Try it: Among the entries below, find each line holding "negative" and return it.

Supplied data:
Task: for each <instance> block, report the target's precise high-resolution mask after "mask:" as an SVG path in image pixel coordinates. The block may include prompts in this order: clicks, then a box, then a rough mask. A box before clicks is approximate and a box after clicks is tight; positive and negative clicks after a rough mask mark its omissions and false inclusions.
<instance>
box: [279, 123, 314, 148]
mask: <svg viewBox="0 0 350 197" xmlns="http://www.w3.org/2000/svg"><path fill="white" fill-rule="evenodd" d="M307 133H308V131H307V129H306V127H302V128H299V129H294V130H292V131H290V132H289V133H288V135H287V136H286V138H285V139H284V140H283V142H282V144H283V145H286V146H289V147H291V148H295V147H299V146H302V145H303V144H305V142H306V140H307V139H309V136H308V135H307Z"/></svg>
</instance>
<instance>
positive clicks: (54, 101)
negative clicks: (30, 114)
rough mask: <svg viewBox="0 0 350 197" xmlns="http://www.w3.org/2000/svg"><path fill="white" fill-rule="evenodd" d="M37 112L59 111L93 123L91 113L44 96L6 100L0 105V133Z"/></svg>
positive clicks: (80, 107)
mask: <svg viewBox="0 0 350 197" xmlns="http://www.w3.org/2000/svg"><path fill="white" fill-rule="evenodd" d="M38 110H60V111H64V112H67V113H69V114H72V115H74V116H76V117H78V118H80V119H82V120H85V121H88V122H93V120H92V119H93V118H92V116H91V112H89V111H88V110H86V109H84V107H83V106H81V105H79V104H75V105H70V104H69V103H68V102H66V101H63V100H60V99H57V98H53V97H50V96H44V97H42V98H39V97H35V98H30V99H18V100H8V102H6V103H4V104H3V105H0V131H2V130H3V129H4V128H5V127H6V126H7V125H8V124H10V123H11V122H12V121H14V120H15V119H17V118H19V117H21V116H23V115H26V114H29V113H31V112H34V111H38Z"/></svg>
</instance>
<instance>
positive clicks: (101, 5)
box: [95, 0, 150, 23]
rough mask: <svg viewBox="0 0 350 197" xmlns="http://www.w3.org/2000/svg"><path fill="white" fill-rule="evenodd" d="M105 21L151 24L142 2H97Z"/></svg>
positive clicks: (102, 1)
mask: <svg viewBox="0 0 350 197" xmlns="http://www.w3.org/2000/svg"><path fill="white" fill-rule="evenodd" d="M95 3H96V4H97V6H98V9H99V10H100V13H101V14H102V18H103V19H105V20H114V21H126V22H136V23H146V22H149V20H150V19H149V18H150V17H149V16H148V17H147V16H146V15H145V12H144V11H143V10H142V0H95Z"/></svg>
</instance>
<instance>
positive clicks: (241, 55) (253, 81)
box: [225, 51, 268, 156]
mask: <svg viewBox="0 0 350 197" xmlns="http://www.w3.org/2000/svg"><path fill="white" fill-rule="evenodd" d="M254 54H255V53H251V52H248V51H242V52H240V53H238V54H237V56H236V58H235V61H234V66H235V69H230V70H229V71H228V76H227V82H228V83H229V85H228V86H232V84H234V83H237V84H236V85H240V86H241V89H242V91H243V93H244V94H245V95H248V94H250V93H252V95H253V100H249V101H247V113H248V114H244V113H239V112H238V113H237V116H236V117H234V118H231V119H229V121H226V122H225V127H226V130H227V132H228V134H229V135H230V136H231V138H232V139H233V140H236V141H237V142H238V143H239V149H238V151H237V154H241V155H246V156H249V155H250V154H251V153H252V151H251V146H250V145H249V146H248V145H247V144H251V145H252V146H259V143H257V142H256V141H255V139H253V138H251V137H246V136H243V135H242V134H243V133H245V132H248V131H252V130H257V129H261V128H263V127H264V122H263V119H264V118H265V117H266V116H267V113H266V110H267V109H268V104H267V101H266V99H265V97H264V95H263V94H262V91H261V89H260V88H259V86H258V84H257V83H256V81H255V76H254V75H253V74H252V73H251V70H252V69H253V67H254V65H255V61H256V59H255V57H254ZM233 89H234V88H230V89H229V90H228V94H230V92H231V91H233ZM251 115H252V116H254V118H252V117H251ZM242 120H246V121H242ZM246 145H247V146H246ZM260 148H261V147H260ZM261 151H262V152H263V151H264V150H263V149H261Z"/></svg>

Exercise solution:
Task: for each <instance> block, report the target's precise high-resolution mask after "mask:" as an SVG path in image pixel coordinates. The block may include prompts in this order: clicks, then a box, then a rough mask. A box before clicks is approximate and a box after clicks is tight; positive and negative clicks after a rough mask mark its omissions and false inclusions.
negative clicks: (30, 114)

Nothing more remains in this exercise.